Yang Diminta –
• 1. Terjemahkan kalimat dari teks berita tentang deklarasi Minahasa Merdeka ini ke dalam bahasa Inggris: "Pengamat hukum tata negara Margarito Kamis menilai, deklarasi Minahasa Merdeka hanya sekadar ekspresi kekecewaan atas ditahannya Ahok setelah dinyatakan bersalah dalam kasus penistaan agama."
• 2. Sambung teks berita tentang deklarasi Minahasa Merdeka, mulai setelah kalimat terakhir yang tertera.

Teks Berita –
Rabu 17 May 2017 19:30 WIB

Presiden Diminta Tanggapi Deklarasi Minahasa Merdeka

Rep: Dadang Kurnia/ Red: Andi Nur Aminah
Pengamat hukum tata negara Universitas Khairun, Ternate, Margarito Khamis.
Foto: Republika/Agung Supriyanto
Pengamat hukum tata negara Universitas Khairun, Ternate, Margarito Khamis.

REPUBLIKA.CO.ID, JAKARTA -- Pengamat hukum tata negara Margarito Kamis menilai, deklarasi Minahasa Merdeka hanya sekadar ekspresi kekecewaan atas ditahannya Ahok setelah dinyatakan bersalah dalam kasus penistaan agama. Apalagi, setelah mereka merasa Presiden Joko Widodo yang merupakan sahabat Ahok, tidak melakukan upaya untuk membebaskan sang gubernur non aktif.

Maka dari itu, menurutnya Jokowi harus mencari cara untuk membebaskan Ahok, yang tentunya sesuai prosedur hukum. Namun, jika tidak ditemukan cara tersebut, maka Jokowi harus menjelaskan kepada para pendukung Ahok, tidak ditemukan cara yang sah secara hukum untuk menbebaskannya.

Cuplikan Data –
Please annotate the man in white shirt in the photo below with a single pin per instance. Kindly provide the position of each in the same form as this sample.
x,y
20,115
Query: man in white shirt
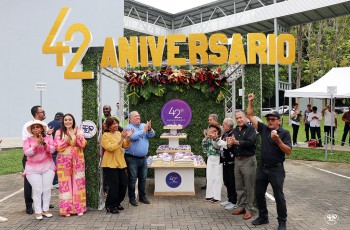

Jawaban Tugas –
• 1. Constitutional law analyst Margarito Kamis considers the Minahasa Merdeka declaration to be merely an expression of disappointment over the detention of Ahok after being found guilty in a blasphemy case.

• 2.
"Sebaiknya Jokowi temukan cara tertentu yang benar secara hukum untuk bebaskan Ahok, sebagai sahabat atau sebagai presiden terserah. Kalau tidak ditemukan, presiden sendiri atau tugaskanlah kepolisian datangi orang yang mendeklarasi itu, jelaskan kepada mereka bahwa tidak menemukan cara yang sah secara hukum untuk membebaskan Ahok," kata Margarito saat dihubungi Republika.co.id, Rabu (17/5).

Menurut Margarito, Jokowi tidak bisa hanya membiarkan gerakan yang mendeklarasikan Minahasa Merdeka tersebut. Sebab, menurutnya jika deklarasi tersebut dibiarkan, akan menimbulkan persepsi lain yang lebih fatal. Yakni persepsi kalau pendukung Ahok dibiarkan, tapi mereka yang kontra Ahok dianggap makar.

"Jangan sampai persepsi seperti itu muncul di publik karena membahayakan Negara Kesatuan Republik Indonesia," ucap Margarito.

Sebelumnya, sekelompok orang mendeklarasikan berdirinya negara Minahasa di Provinsi Sulawesi Utara. Bahkan, ada beberapa orang dari mereka yang mengibarkan bendera Minahasa Raya.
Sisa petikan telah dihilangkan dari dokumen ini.